▶ **To do**
Your task is to transcribe the entries below exactly, beginning with the line containing "target | race car rear spoiler" and ending with the final line, and to add nothing else.

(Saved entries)

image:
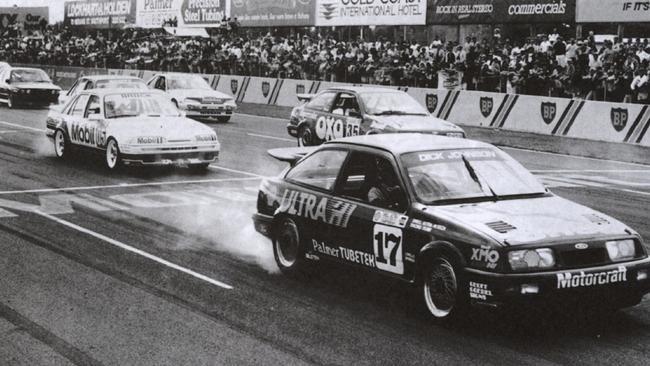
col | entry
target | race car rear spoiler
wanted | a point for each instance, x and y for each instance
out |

▶ **Result for this task**
target | race car rear spoiler
wanted | a point for each instance, x and y for each instance
out |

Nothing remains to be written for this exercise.